• [Data extract]
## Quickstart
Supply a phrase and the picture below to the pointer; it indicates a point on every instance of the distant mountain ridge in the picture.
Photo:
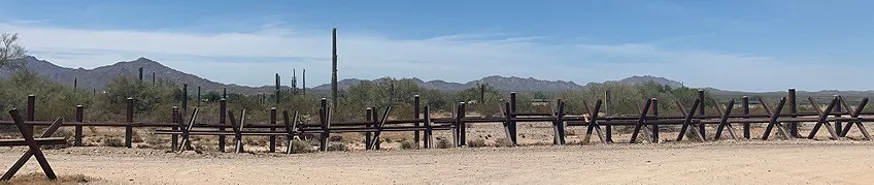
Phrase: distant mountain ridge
(512, 83)
(97, 78)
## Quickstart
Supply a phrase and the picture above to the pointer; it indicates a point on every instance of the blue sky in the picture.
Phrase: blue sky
(763, 45)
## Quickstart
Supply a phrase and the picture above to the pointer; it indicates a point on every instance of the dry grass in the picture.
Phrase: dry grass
(407, 144)
(503, 142)
(476, 143)
(40, 178)
(113, 142)
(443, 143)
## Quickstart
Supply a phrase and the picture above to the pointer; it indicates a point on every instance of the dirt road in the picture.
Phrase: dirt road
(772, 162)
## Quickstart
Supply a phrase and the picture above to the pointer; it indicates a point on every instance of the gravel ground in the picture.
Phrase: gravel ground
(723, 162)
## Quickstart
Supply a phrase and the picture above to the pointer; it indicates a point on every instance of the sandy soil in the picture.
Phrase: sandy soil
(723, 162)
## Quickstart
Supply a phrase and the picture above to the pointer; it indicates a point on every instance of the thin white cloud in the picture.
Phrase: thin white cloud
(251, 58)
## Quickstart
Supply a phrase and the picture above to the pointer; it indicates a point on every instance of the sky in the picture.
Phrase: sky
(747, 45)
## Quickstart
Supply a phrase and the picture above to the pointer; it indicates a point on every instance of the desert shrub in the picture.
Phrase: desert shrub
(477, 143)
(147, 96)
(301, 146)
(443, 143)
(336, 138)
(407, 144)
(135, 136)
(570, 132)
(113, 142)
(256, 140)
(503, 142)
(156, 140)
(338, 147)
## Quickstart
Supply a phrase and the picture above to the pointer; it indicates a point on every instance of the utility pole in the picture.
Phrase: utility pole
(334, 71)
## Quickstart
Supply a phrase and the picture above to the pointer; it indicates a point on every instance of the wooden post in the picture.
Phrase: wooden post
(129, 129)
(723, 123)
(608, 129)
(334, 87)
(272, 145)
(482, 93)
(368, 135)
(838, 123)
(375, 123)
(702, 113)
(559, 123)
(77, 131)
(34, 148)
(175, 119)
(416, 115)
(198, 97)
(427, 124)
(31, 110)
(512, 126)
(746, 110)
(223, 117)
(655, 126)
(641, 121)
(323, 117)
(793, 108)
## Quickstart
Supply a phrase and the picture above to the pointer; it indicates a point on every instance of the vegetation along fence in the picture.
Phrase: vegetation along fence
(693, 122)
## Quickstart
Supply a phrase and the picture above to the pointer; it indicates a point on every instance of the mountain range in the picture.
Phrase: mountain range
(98, 77)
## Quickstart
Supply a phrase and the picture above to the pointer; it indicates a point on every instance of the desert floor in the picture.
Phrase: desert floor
(721, 162)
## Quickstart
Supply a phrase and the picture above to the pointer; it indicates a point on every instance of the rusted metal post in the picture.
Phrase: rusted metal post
(746, 110)
(462, 127)
(702, 113)
(608, 129)
(31, 109)
(416, 115)
(277, 91)
(77, 131)
(655, 126)
(512, 125)
(368, 135)
(185, 98)
(129, 129)
(793, 108)
(175, 137)
(837, 110)
(223, 117)
(323, 117)
(272, 145)
(428, 133)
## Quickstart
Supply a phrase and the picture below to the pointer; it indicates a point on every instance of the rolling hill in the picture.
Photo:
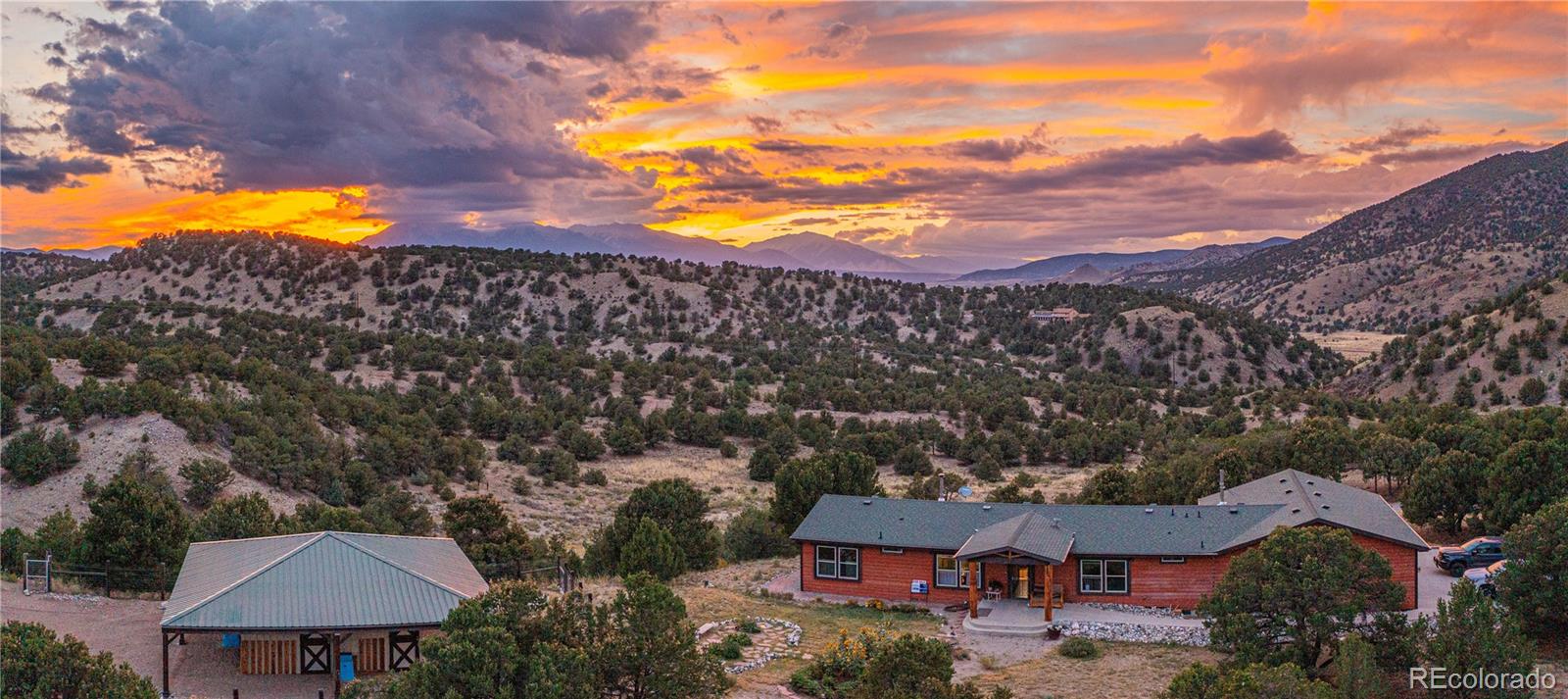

• [Given instruction]
Show each line of the listing that contains the string "grass", matching case exactly.

• [Result]
Supply a phrase and the picture above to the pointer; it indicates a point on every instance of the dry grass in the picture.
Phrase: dry grass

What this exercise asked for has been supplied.